--- BEGIN Text provided ---

Searching online for more information, it appeared that in his Commoners Burke only gives three sons of Sir Henry D’Isney, namely William (1589-1656), John (1603-1680/1681) and Thomas (1606-..), because the other sons died young. William was from Henry’s first marriage; Burke gives his male lineage which ended in 1722. Burke also gives the lineages of John and Thomas which continue until long after 1622, the estimated birth year of the John Disney of whom it is certain that he was an ancestor of Catherine. It is therefore impossible that Catherine was a descendant of Lambert De Isney in the line of eldest sons and heirs.

I then came across a remarkable book which I had not seen before. I had seen, and quoted from, the 1995 book by Hugh Disney, Disneys of Stabannon, but this 1997 book by Edward Disney, Hugh Disney and Twila Johnson Beck, A Story of Disneys : Some Myths Exploded, was new to me. It then also appeared that this book can freely be read online through FamilySearch, after making an account. The book contains a clear confirmation that the aforementioned William Disney Sr., who came to Ireland as a lieutenant colonel in Cromwell’s army, was the earliest known direct ancestor of Catherine, and that he was not a son of Henry D’Isney. The link between Henry and William in de Geni website has now been removed, and Catherine does not have a direct line to Lambert De Isney any more. Hopefully, someday someone will find out how she was related to this older branch, because it can easily be assumed that they were indeed family, but through someone’s younger brother.

Update 16 January 2021: from information I received it appears that Hugh Disney showed, in his 2002 book Disneys of Norton Disney, 1150-1461 that the existence of this Lambert, who allegedly came with William the Conqueror in 1066, is highly questionable; that the first known use of the surname Disney in Ireland was in 1150, when a William Disney became lord of the manor house and estate of Norton in Lincolnshire, England; that this William was of Norman descent and his ancestors may have lived in Isigny, but that some family trees showing associations with Norton Disney in mediaeval times are incorrect. The first known ancestor of Catherine Disney is therefore indeed Lieutenant Colonel William Disney, who died in 1667. Again according to Hugh Disney it is not known where Lt Col Disney came from, but it is known that he was acknowledged in 1651 as family by William Disney who was married to Bridget Molyneux, and who was the eldest son of Sir Henry Disney (1569-1641).

--- END Text provided ---

* [Short problem A] Copy the text on the Disney family lineage word for word, in full.
The text and the records come from unrelated sources.

--- BEGIN Given entries ---

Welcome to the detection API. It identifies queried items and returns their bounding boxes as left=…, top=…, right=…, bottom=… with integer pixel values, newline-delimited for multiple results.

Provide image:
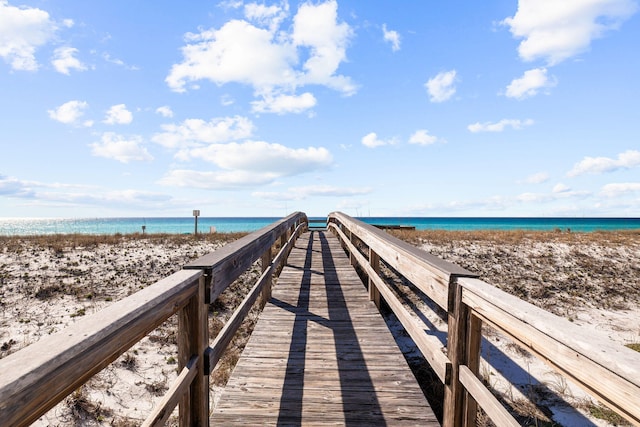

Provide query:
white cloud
left=467, top=119, right=533, bottom=133
left=102, top=52, right=139, bottom=71
left=158, top=169, right=278, bottom=190
left=382, top=24, right=400, bottom=52
left=291, top=0, right=355, bottom=94
left=524, top=172, right=549, bottom=184
left=0, top=0, right=57, bottom=71
left=151, top=116, right=254, bottom=148
left=502, top=0, right=637, bottom=65
left=181, top=141, right=333, bottom=177
left=0, top=175, right=35, bottom=197
left=47, top=100, right=93, bottom=126
left=104, top=104, right=133, bottom=125
left=251, top=92, right=317, bottom=114
left=567, top=150, right=640, bottom=177
left=425, top=70, right=456, bottom=102
left=244, top=2, right=289, bottom=31
left=515, top=188, right=591, bottom=203
left=252, top=185, right=371, bottom=200
left=165, top=1, right=355, bottom=108
left=600, top=182, right=640, bottom=197
left=156, top=105, right=173, bottom=118
left=51, top=46, right=87, bottom=75
left=361, top=132, right=397, bottom=148
left=505, top=68, right=557, bottom=99
left=551, top=182, right=571, bottom=194
left=409, top=129, right=441, bottom=145
left=89, top=132, right=153, bottom=163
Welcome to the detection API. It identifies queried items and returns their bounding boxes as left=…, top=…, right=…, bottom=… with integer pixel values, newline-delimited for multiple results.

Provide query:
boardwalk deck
left=211, top=231, right=439, bottom=426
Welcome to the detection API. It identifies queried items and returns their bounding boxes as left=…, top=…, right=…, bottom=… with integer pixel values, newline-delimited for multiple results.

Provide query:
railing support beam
left=368, top=248, right=380, bottom=310
left=178, top=275, right=211, bottom=427
left=442, top=276, right=481, bottom=427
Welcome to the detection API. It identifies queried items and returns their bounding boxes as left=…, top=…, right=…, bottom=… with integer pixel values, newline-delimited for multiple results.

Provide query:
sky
left=0, top=0, right=640, bottom=218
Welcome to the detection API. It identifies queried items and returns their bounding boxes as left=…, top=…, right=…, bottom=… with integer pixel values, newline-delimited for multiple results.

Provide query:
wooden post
left=178, top=275, right=210, bottom=427
left=347, top=230, right=358, bottom=267
left=260, top=246, right=273, bottom=307
left=442, top=277, right=481, bottom=427
left=369, top=248, right=380, bottom=310
left=463, top=308, right=482, bottom=426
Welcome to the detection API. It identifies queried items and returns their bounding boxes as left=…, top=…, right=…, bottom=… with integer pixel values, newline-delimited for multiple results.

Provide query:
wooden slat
left=460, top=278, right=640, bottom=425
left=0, top=270, right=202, bottom=426
left=211, top=231, right=438, bottom=426
left=183, top=212, right=307, bottom=301
left=142, top=356, right=199, bottom=427
left=460, top=365, right=520, bottom=427
left=328, top=212, right=477, bottom=310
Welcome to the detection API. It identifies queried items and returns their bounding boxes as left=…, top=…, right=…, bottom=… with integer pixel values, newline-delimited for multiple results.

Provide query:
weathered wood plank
left=0, top=270, right=202, bottom=426
left=212, top=232, right=438, bottom=426
left=460, top=278, right=640, bottom=425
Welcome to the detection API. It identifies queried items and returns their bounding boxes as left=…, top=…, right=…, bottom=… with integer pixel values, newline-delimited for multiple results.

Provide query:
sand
left=0, top=233, right=640, bottom=427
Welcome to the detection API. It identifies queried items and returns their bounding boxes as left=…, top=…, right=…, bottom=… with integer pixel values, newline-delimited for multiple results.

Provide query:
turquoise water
left=0, top=217, right=640, bottom=236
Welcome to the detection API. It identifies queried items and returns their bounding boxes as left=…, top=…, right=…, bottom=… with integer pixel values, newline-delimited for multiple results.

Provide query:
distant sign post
left=193, top=210, right=200, bottom=235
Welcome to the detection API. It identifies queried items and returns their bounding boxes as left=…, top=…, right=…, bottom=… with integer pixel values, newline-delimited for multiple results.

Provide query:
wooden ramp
left=211, top=231, right=439, bottom=426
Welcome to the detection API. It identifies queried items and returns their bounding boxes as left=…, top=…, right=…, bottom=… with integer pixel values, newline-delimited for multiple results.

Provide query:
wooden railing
left=0, top=212, right=307, bottom=426
left=328, top=212, right=640, bottom=427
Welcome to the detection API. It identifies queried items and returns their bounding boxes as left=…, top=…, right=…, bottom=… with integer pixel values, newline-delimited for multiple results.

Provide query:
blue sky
left=0, top=0, right=640, bottom=217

--- END Given entries ---

* [Short problem B] Rewrite the records from their first line through the line containing "left=104, top=104, right=133, bottom=125", changing "white cloud" to "cumulus cloud" and leaving everything else as it is. Give only those lines, without the pictures.

* [Reply A]
Searching online for more information, it appeared that in his Commoners Burke only gives three sons of Sir Henry D’Isney, namely William (1589-1656), John (1603-1680/1681) and Thomas (1606-..), because the other sons died young. William was from Henry’s first marriage; Burke gives his male lineage which ended in 1722. Burke also gives the lineages of John and Thomas which continue until long after 1622, the estimated birth year of the John Disney of whom it is certain that he was an ancestor of Catherine. It is therefore impossible that Catherine was a descendant of Lambert De Isney in the line of eldest sons and heirs.

I then came across a remarkable book which I had not seen before. I had seen, and quoted from, the 1995 book by Hugh Disney, Disneys of Stabannon, but this 1997 book by Edward Disney, Hugh Disney and Twila Johnson Beck, A Story of Disneys : Some Myths Exploded, was new to me. It then also appeared that this book can freely be read online through FamilySearch, after making an account. The book contains a clear confirmation that the aforementioned William Disney Sr., who came to Ireland as a lieutenant colonel in Cromwell’s army, was the earliest known direct ancestor of Catherine, and that he was not a son of Henry D’Isney. The link between Henry and William in de Geni website has now been removed, and Catherine does not have a direct line to Lambert De Isney any more. Hopefully, someday someone will find out how she was related to this older branch, because it can easily be assumed that they were indeed family, but through someone’s younger brother.

Update 16 January 2021: from information I received it appears that Hugh Disney showed, in his 2002 book Disneys of Norton Disney, 1150-1461 that the existence of this Lambert, who allegedly came with William the Conqueror in 1066, is highly questionable; that the first known use of the surname Disney in Ireland was in 1150, when a William Disney became lord of the manor house and estate of Norton in Lincolnshire, England; that this William was of Norman descent and his ancestors may have lived in Isigny, but that some family trees showing associations with Norton Disney in mediaeval times are incorrect. The first known ancestor of Catherine Disney is therefore indeed Lieutenant Colonel William Disney, who died in 1667. Again according to Hugh Disney it is not known where Lt Col Disney came from, but it is known that he was acknowledged in 1651 as family by William Disney who was married to Bridget Molyneux, and who was the eldest son of Sir Henry Disney (1569-1641).

* [Reply B]
Welcome to the detection API. It identifies queried items and returns their bounding boxes as left=…, top=…, right=…, bottom=… with integer pixel values, newline-delimited for multiple results.

Provide image:

Provide query:
cumulus cloud
left=467, top=119, right=533, bottom=133
left=102, top=52, right=139, bottom=71
left=158, top=169, right=278, bottom=190
left=382, top=24, right=400, bottom=52
left=291, top=0, right=355, bottom=94
left=524, top=172, right=549, bottom=184
left=0, top=0, right=57, bottom=71
left=151, top=116, right=254, bottom=148
left=502, top=0, right=637, bottom=65
left=181, top=141, right=333, bottom=177
left=0, top=175, right=35, bottom=197
left=47, top=100, right=93, bottom=126
left=104, top=104, right=133, bottom=125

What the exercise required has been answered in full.